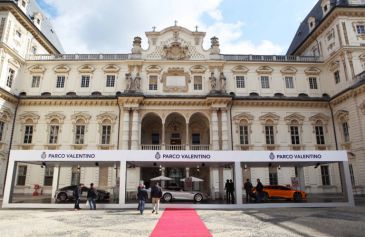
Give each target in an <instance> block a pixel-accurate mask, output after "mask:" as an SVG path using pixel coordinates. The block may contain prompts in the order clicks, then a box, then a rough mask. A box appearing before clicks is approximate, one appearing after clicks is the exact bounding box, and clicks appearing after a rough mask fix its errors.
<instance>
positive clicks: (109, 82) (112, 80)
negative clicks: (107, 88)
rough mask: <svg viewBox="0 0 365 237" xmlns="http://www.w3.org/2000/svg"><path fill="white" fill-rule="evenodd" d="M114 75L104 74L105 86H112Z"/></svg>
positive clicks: (113, 81)
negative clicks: (105, 84)
mask: <svg viewBox="0 0 365 237" xmlns="http://www.w3.org/2000/svg"><path fill="white" fill-rule="evenodd" d="M114 85H115V75H106V87H114Z"/></svg>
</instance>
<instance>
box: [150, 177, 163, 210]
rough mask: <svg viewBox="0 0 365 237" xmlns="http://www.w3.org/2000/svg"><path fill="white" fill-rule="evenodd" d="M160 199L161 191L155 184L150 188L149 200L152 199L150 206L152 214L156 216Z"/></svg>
mask: <svg viewBox="0 0 365 237" xmlns="http://www.w3.org/2000/svg"><path fill="white" fill-rule="evenodd" d="M161 197H162V189H161V187H160V186H159V185H158V183H155V185H153V187H152V188H151V198H152V206H153V210H152V213H155V212H156V214H158V210H159V207H160V198H161Z"/></svg>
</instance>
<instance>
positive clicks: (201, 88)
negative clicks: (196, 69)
mask: <svg viewBox="0 0 365 237" xmlns="http://www.w3.org/2000/svg"><path fill="white" fill-rule="evenodd" d="M194 90H195V91H201V90H203V77H202V76H194Z"/></svg>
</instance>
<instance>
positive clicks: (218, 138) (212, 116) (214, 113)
mask: <svg viewBox="0 0 365 237" xmlns="http://www.w3.org/2000/svg"><path fill="white" fill-rule="evenodd" d="M211 116H212V117H211V123H212V150H219V134H218V114H217V109H216V108H213V109H212V115H211Z"/></svg>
· · · · ·
### TASK
The answer should contain only the lines from the beginning of the material above through the line with "box: [150, 177, 163, 210]", retyped exactly, with the pictures removed.

### TASK SOLUTION
Give each target in an <instance> block a pixel-accurate mask, output after "mask:" as an SVG path using pixel coordinates. The block may contain prompts in the order clicks, then a box, then a rough mask. A box appearing before clicks is approximate, one appearing after clicks is the exact bounding box, and clicks appearing after a rough mask fix its errors.
<instance>
positive clicks: (109, 82) (112, 80)
negative clicks: (107, 88)
rough mask: <svg viewBox="0 0 365 237" xmlns="http://www.w3.org/2000/svg"><path fill="white" fill-rule="evenodd" d="M114 75L104 74L105 86H112Z"/></svg>
positive clicks: (113, 81)
negative clicks: (105, 84)
mask: <svg viewBox="0 0 365 237" xmlns="http://www.w3.org/2000/svg"><path fill="white" fill-rule="evenodd" d="M114 85H115V75H106V87H114Z"/></svg>
</instance>
<instance>
box: [150, 177, 163, 210]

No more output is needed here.